---------- Extrait fourni
L'exceptionnalisme américain - l'idée, voire l'idéologie, d'un rôle historique particulier des Etats-Unis - est débattue dans l'arène sociopolitique depuis des décennies. Sur le plan économique, on peut certainement dire que les Etats-Unis ont profité d'une certaine position exceptionnelle au cours des dernières années. Ils ont été la seule grande économie à connaître une croissance supérieure à la tendance. Dans le même temps, le marché boursier américain a surpassé nombre de ses homologues, sous l'impulsion des grandes valeurs technologiques. En conséquence, les Etats-Unis représentaient, à la fin de 2024, plus de 70% du très réputé indice MSCI World Equity, dans lequel la pondération des actions dépend de leur capitalisation boursière. Dans l'indice S&P500, les «Magnificent Seven», les géants de la technologie, représentent à eux seuls près de 30% du marché. Cette concentration et cette asymétrie ont mis de nombreux investisseurs mal à l'aise depuis un certain temps. Il est grand temps de réfléchir à d'autres systèmes de pondération.
--------------------
---------- Données enregistrées
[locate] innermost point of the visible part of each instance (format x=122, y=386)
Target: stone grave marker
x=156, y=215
--------------------
* _Objectif_
Selon l'extrait fourni, quelle part de l'indice MSCI World Equity revenait aux Etats-Unis à la fin de 2024 ?

* _Résultat_
Plus de 70%.